> [Text shown]
>>>>

In addition, section 290 of the Act uses the term Applicant throughout with no qualifications relating to whether the applicant has a prior or existing registration as a migration agent or is a new applicant. This section of the Act does not differentiate between these categories. Accordingly, the provisions of section 290 of the Act apply equally to existing registrants and to new applicants. The cases cited by the Respondent draw no distinction. I find no value in this contention by Dr Haque and I dismiss it.
In his written defence (Exhibit A4), Dr Haque makes a series of submissions which I now consider in turn.
(a)Paragraph 2 – OMARA … makes a wrong decision to dismiss the applicant’s application where the conviction matter was still in the High Court. The issue under review is whether the decision made by the Respondent was the correct or preferable decision. In doing so, I am able to take in additional evidence, relevantly the High Court’s dismissal of Dr Haque’s appeal. That decision confirms the conviction handed down in 2012. As a result, the fact that the matter was still under consideration by the High Court at the time of the Respondent’s decision makes no difference to my consideration of the evidence.

<<<<

> [Exercises to complete]
1. Answer these questions from the decision excerpt:
(a) Which section of the Act uses the term Applicant throughout?
(b) Which exhibit holds Dr Haque's written defence?
(c) In what year was the conviction handed down?
2. Retype the stretch of the decision excerpt from "In his written" through "of the evidence.", keeping every word and punctuation mark unchanged.

> [Data extract]
>>>>

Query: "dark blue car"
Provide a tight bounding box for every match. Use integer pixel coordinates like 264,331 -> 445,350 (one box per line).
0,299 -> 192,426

<<<<

> [Solutions to the problems]
1.
(a) Section 290
(b) Exhibit A4
(c) 2012

2.
In his written defence (Exhibit A4), Dr Haque makes a series of submissions which I now consider in turn.
(a)Paragraph 2 – OMARA … makes a wrong decision to dismiss the applicant’s application where the conviction matter was still in the High Court. The issue under review is whether the decision made by the Respondent was the correct or preferable decision. In doing so, I am able to take in additional evidence, relevantly the High Court’s dismissal of Dr Haque’s appeal. That decision confirms the conviction handed down in 2012. As a result, the fact that the matter was still under consideration by the High Court at the time of the Respondent’s decision makes no difference to my consideration of the evidence.